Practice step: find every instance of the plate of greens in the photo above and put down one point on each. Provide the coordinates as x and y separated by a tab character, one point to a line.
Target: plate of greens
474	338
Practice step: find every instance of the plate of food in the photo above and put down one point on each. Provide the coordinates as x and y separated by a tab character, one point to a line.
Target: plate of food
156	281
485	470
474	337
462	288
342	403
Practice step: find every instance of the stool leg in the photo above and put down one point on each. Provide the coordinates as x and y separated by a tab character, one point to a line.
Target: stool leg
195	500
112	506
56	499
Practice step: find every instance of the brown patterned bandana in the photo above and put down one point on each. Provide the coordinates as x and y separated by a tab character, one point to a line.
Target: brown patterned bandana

════════════════════

**What is required**. Repeat the lines from the one containing "Practice step: find every instance of the stool" through the end of the listing, exactly and without any other lines; both ends are included.

**Correct output**.
Practice step: find every instance of the stool leg in the photo above and put down one point on each. Provide the coordinates as x and y separated by a tab character, one point to a line.
Target: stool leg
195	500
112	506
56	499
Practice step: find every instance of the brown patterned bandana in the photo above and put down one point on each. Provide the coordinates as x and y separated by a tab character, one point to a line.
Target: brown patterned bandana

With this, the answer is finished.